SUPPLIED INFORMATION
Segment Open
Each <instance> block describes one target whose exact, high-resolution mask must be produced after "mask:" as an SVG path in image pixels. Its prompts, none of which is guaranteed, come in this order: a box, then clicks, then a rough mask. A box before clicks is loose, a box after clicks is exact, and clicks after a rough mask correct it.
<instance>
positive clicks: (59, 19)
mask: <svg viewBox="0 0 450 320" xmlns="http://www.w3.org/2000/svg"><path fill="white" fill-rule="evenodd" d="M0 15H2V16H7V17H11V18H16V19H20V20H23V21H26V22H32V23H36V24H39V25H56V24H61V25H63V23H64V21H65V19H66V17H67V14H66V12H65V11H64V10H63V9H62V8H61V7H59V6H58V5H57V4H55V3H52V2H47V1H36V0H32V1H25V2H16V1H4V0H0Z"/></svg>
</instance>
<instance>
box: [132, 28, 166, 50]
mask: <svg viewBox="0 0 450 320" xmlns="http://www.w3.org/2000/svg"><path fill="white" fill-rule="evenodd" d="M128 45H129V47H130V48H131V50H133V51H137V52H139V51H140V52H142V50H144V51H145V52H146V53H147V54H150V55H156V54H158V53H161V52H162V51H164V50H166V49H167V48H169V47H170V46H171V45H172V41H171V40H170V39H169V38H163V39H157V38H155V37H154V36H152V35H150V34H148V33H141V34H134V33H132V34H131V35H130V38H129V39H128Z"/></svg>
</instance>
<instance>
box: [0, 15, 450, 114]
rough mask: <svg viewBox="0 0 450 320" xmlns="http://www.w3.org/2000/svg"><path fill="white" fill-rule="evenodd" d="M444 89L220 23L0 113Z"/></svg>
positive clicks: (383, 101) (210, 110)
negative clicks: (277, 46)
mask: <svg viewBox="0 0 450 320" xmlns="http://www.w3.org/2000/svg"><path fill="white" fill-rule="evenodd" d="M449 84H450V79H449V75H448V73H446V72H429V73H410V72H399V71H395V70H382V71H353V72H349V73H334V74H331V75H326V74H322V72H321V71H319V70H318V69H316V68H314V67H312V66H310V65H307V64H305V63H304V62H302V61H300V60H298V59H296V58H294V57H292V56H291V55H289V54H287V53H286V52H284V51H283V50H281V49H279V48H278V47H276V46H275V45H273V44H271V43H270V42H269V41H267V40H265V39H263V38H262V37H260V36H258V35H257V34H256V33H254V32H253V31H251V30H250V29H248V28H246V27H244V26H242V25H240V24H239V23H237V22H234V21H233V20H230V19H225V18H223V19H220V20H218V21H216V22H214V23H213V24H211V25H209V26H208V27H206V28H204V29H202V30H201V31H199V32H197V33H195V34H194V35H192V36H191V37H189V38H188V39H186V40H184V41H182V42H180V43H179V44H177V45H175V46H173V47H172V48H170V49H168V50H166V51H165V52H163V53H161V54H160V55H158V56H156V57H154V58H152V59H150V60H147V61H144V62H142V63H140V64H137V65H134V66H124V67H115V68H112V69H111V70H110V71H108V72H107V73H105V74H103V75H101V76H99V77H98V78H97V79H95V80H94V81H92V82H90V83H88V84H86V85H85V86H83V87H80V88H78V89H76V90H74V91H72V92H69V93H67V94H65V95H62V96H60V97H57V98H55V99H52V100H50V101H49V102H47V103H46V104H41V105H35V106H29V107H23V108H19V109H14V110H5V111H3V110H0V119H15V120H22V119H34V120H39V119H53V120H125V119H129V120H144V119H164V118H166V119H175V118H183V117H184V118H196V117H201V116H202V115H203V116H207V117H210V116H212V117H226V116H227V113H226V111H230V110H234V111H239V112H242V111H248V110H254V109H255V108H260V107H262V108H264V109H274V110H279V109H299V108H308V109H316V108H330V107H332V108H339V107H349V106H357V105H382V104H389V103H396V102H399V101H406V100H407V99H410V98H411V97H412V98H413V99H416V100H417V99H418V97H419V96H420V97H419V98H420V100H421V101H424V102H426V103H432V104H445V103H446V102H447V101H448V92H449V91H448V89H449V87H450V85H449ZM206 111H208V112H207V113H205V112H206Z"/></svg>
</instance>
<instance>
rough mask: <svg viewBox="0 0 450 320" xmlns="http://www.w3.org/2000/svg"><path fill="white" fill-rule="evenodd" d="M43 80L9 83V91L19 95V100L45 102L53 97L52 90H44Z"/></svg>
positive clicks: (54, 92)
Segment Closed
PROMPT
Copy out the entire material verbatim.

SOLVED PROBLEM
Each <instance> block describes one target whose exact, high-resolution mask must be produced after "mask:" as an SVG path in image pixels. Its prompts, none of which is guaranteed, come in this order: a box, then clicks, then a rough mask. A box before clicks is loose, a box after clicks is exact, and clicks after a rough mask correct it.
<instance>
positive clicks: (59, 19)
mask: <svg viewBox="0 0 450 320" xmlns="http://www.w3.org/2000/svg"><path fill="white" fill-rule="evenodd" d="M0 15H2V16H7V17H11V18H16V19H20V20H23V21H26V22H32V23H36V24H39V25H56V24H61V25H63V23H64V21H65V19H66V17H67V14H66V12H65V11H64V10H63V9H62V8H61V7H59V6H58V5H57V4H55V3H52V2H47V1H36V0H32V1H25V2H16V1H4V0H0Z"/></svg>
</instance>
<instance>
box: [132, 28, 166, 50]
mask: <svg viewBox="0 0 450 320" xmlns="http://www.w3.org/2000/svg"><path fill="white" fill-rule="evenodd" d="M128 45H129V47H130V48H131V50H133V51H137V52H139V51H140V52H142V50H144V51H145V52H146V53H147V54H150V55H156V54H158V53H161V52H162V51H164V50H166V49H167V48H169V47H170V46H171V45H172V41H171V40H170V39H169V38H163V39H157V38H155V37H154V36H152V35H150V34H148V33H141V34H134V33H132V34H131V35H130V38H129V39H128Z"/></svg>
</instance>
<instance>
box: [0, 15, 450, 114]
rough mask: <svg viewBox="0 0 450 320" xmlns="http://www.w3.org/2000/svg"><path fill="white" fill-rule="evenodd" d="M444 89L220 23L0 113Z"/></svg>
positive clicks: (383, 101) (210, 110)
negative clicks: (277, 46)
mask: <svg viewBox="0 0 450 320" xmlns="http://www.w3.org/2000/svg"><path fill="white" fill-rule="evenodd" d="M449 84H450V79H449V75H448V73H446V72H429V73H410V72H399V71H395V70H382V71H353V72H349V73H334V74H331V75H326V74H322V72H321V71H319V70H318V69H316V68H314V67H312V66H310V65H307V64H305V63H304V62H302V61H300V60H298V59H296V58H294V57H292V56H291V55H289V54H287V53H286V52H284V51H283V50H281V49H279V48H278V47H276V46H275V45H273V44H271V43H270V42H269V41H267V40H265V39H263V38H262V37H260V36H258V35H257V34H256V33H254V32H253V31H251V30H250V29H248V28H246V27H244V26H242V25H240V24H239V23H237V22H234V21H233V20H230V19H225V18H223V19H220V20H218V21H216V22H214V23H213V24H211V25H209V26H208V27H206V28H204V29H202V30H201V31H199V32H197V33H195V34H194V35H192V36H191V37H189V38H188V39H186V40H184V41H182V42H180V43H179V44H177V45H175V46H173V47H172V48H170V49H168V50H166V51H165V52H163V53H161V54H160V55H158V56H156V57H154V58H152V59H150V60H147V61H144V62H142V63H140V64H137V65H134V66H124V67H115V68H112V69H111V70H110V71H108V72H107V73H105V74H103V75H101V76H99V77H98V78H97V79H95V80H94V81H92V82H90V83H88V84H86V85H85V86H83V87H80V88H78V89H76V90H74V91H72V92H69V93H67V94H65V95H62V96H60V97H57V98H55V99H52V100H50V101H49V102H47V103H46V104H41V105H35V106H29V107H23V108H19V109H14V110H5V111H3V110H0V119H15V120H22V119H34V120H39V119H53V120H125V119H129V120H144V119H164V118H166V119H175V118H183V117H184V118H196V117H201V116H202V115H203V116H207V117H210V116H212V117H226V116H227V113H226V111H230V110H234V111H239V112H242V111H248V110H254V109H255V108H260V107H262V108H264V109H274V110H279V109H299V108H308V109H316V108H330V107H332V108H339V107H349V106H357V105H382V104H389V103H396V102H399V101H406V100H407V99H410V98H411V97H412V98H413V99H416V100H417V99H418V97H419V96H420V97H419V98H420V100H421V101H424V102H426V103H432V104H445V103H446V102H447V101H448V92H449V91H448V89H449V87H450V85H449ZM206 111H208V112H207V113H205V112H206Z"/></svg>
</instance>
<instance>
rough mask: <svg viewBox="0 0 450 320" xmlns="http://www.w3.org/2000/svg"><path fill="white" fill-rule="evenodd" d="M43 80L9 83V91L19 95V100L45 102L53 97L52 90H44Z"/></svg>
positive clicks: (54, 92)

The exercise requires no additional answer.